** Document passage **
--- START ---

So… what were my first impressions of Hello Dolly!
(1) Well, I loved Jerry Herman’s tuneful score (although the beautifully sung, written-for-the-screen ballad [a.k.a., shameless Oscar-nomination bid] “Love is Only Love” was, is, and will forever remain for me, a total slog). 
(2) I enjoyed Michael Kidd’s strenuous “The word I think I’d use is athletic” choreography. 
(3) And although Barbra Streisand’s Dolly Levi makes not a lick of sense to me in the context of the story and casting—I’m supposed to believe this young, glamorous, sexy, and vivacious firecracker of a woman is wasting her time meddling in the love lives of four vapid virgins and one grumpy old man?—I was nevertheless utterly charmed and entranced by her. 

The movie itself…not so much.

As Hello, Dolly! is set in 1860, I've selected a quote from a 19th-century author (re: drawing-room entertainments of the day) that cannily echoes my thoughts on seeing it for the first time. 
If You Ain't Got Elegance
"All is forced, coarse, heavy. The jokes are like cannon-balls, smashing everything in their passage.
 No wit, nothing natural, no sprightliness, no elegance."
  
Guy de Maupassant - The Moustache 1883

As I said, perhaps television wasn't the best showcase for a film of this scale, and likely influenced at least a part of my initial response to Hello Dolly!

--- END ---

** Given instruction A **
According to the piece on Hello, Dolly!, in what year is the film set?

** Record list **

--- START ---

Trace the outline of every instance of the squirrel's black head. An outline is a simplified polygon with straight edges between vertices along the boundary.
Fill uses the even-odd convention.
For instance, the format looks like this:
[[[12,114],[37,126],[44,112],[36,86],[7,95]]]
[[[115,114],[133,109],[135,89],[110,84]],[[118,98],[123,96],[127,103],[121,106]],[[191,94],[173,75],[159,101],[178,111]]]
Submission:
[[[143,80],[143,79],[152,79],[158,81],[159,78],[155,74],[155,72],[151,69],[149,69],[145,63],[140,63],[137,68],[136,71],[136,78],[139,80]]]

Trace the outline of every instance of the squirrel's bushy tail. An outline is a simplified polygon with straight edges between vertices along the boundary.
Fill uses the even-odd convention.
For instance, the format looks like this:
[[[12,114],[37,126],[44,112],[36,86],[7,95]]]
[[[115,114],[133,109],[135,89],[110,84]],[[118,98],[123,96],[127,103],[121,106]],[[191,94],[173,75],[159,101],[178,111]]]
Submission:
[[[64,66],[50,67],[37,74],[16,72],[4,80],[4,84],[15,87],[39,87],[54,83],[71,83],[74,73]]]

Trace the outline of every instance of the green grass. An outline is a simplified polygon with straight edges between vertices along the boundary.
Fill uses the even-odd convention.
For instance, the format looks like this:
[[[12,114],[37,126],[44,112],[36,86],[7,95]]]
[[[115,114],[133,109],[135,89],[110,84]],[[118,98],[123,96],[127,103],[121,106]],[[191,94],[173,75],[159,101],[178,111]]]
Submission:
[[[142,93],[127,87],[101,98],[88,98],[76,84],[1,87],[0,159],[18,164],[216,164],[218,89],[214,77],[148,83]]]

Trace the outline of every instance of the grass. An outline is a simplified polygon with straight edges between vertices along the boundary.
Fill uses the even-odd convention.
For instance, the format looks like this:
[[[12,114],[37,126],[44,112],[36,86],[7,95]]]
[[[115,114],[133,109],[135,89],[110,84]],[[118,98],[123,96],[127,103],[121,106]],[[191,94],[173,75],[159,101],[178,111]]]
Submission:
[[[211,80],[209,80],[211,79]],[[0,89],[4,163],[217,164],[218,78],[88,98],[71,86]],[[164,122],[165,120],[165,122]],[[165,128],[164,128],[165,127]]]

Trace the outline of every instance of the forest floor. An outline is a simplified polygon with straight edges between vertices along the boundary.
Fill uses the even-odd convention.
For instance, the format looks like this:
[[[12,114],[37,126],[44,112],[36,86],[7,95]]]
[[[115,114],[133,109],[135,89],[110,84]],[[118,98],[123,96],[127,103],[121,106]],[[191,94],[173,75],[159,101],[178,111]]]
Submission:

--- END ---

** Given instruction B **
Write out, word for word, the records from the line containing "Trace the outline of every instance of the forest" through the end of the records, including both of those end lines.

** Final answer A **
1860

** Final answer B **
Trace the outline of every instance of the forest floor. An outline is a simplified polygon with straight edges between vertices along the boundary.
Fill uses the even-odd convention.
For instance, the format looks like this:
[[[12,114],[37,126],[44,112],[36,86],[7,95]]]
[[[115,114],[133,109],[135,89],[110,84]],[[118,98],[123,96],[127,103],[121,106]],[[191,94],[173,75],[159,101],[178,111]]]
Submission:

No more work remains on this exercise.